## Metin:
• • • • •
Asker ve Polis İntiharları

Toplumun genel olarak militerleşmesi ile artan polis ve asker intiharları arasında da önemli bağlar vardır. 2018’de işyeri intiharları içerisinde, khk kaynaklı polis ve asker intiharları öne çıkmıştır. Esasında bu sorun OHAL öncesi dönemde de ‘polis intiharları’ ve ‘asker intiharları’ olarak öne çıkmış, hatta meslek grubu içinden bunların kaydını tutan oluşumlar hayata geçirilmiştir. Milli Savunma Bakanlığı 2002-2012 yılları arasında Türk Silahlı Kuvvetlerinde 983 askerin intihar ettiği yönündeki açıklamasından sonra geçen altı yılda bir veri paylaşmamıştır. Asker Hakları Örgütlenmesi Türkiye’de her 4-5 günde bir asker intiharı yaşandığını, 2015 yılında tespit edilen 31 intihar vakası olduğunu, sadece 2016’da 6 erin canına kıydığını belirledi. Asker intiharları ile mecburi hizmetini yaparken / çalışırken kötü muameleye maruz bırakılmak arasında doğrudan bir ilişki olduğunu varsaymamak için hiç bir nedenimiz yok. Askerdeki ölümleri takip etmek için Şüpheli Ölümler ve Mağdurları Derneği gibi bir aile oluşumun hayata geçirilmiş olması, burada da çalışma ile iş cinayeti arasında görünmez kılınan bir bağ olduğunu kanıtlar nitelikte.

 

Polis intiharlarının kaydını resmi kurumlardan bağımsız tutan Emniyet-Sen’in raporuna göre, 1996 – 2016 yılları arasında Türkiye’de her 10 günde bir polisin intihar ettiğini açıklamıştı. Rapor, 1996’den bu yana 650’den fazla polisin intihar ettiğini, bunun en az üçte biri kadar ise intihar girişimi olduğunu belirterek, polis intiharlarının en çok mesleğin ilk dört yılında yaşandığını ortaya koymuştu. Kolluk kuvvetlerinde intiharları belgeleyen bu sivil çalışmalar şu anda bir rapor çalışması ile kamuoyuna çıkmıyorlar: Çalışma hayatında OHAL’in etkilerinden biri, varolan çalışma şiddetinin izlerinin daha çabuk silinmesi  oluyor.
• • • • •
## Alıştırma:
Asker ve polis intiharlarıyla ilgili metinde "Polis intiharlarının kaydını" ifadesinden "çabuk silinmesi  oluyor." ifadesine kadar olan bölümü hiç değiştirmeden tekrar yazın. Kayıtların kullanılmasına gerek yoktur.

## Kayıtlar:
• • • • •
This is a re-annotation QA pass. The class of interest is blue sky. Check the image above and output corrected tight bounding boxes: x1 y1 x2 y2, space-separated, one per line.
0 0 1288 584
• • • • •
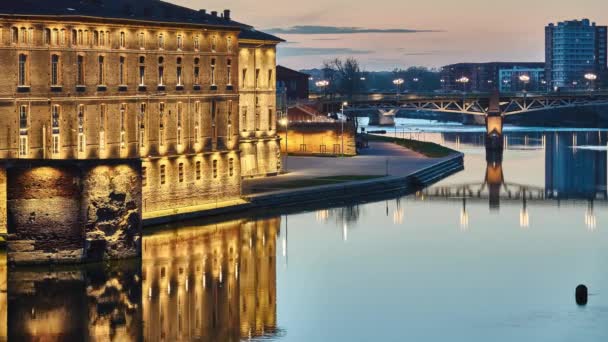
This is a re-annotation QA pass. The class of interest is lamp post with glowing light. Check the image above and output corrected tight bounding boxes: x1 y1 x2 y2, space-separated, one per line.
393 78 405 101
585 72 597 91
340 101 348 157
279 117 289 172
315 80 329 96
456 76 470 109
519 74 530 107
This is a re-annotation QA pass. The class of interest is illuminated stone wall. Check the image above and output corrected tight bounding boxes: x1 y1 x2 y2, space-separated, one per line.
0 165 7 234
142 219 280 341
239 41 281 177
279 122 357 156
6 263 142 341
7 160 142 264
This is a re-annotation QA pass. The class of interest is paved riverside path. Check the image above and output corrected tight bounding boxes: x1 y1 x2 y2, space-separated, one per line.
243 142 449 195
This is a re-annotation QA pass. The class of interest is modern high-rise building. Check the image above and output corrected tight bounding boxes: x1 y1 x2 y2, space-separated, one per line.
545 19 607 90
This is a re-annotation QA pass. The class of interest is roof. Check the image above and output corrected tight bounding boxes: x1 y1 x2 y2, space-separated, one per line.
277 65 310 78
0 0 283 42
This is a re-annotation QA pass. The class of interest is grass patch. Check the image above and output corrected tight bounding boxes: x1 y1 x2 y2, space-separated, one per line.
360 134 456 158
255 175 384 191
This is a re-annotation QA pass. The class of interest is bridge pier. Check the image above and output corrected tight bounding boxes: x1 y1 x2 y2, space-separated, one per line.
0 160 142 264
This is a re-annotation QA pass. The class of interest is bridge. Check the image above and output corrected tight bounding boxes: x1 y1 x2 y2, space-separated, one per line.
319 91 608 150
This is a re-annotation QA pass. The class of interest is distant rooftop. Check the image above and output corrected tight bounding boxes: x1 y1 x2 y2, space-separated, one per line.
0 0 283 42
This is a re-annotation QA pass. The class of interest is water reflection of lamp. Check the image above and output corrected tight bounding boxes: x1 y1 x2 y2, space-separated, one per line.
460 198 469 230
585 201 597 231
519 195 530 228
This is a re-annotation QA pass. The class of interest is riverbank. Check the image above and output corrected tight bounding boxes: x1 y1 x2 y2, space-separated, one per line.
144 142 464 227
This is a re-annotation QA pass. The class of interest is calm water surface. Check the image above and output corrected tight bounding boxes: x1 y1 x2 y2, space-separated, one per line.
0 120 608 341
• • • • •
## Nihai Cevap:
Polis intiharlarının kaydını resmi kurumlardan bağımsız tutan Emniyet-Sen’in raporuna göre, 1996 – 2016 yılları arasında Türkiye’de her 10 günde bir polisin intihar ettiğini açıklamıştı. Rapor, 1996’den bu yana 650’den fazla polisin intihar ettiğini, bunun en az üçte biri kadar ise intihar girişimi olduğunu belirterek, polis intiharlarının en çok mesleğin ilk dört yılında yaşandığını ortaya koymuştu. Kolluk kuvvetlerinde intiharları belgeleyen bu sivil çalışmalar şu anda bir rapor çalışması ile kamuoyuna çıkmıyorlar: Çalışma hayatında OHAL’in etkilerinden biri, varolan çalışma şiddetinin izlerinin daha çabuk silinmesi  oluyor.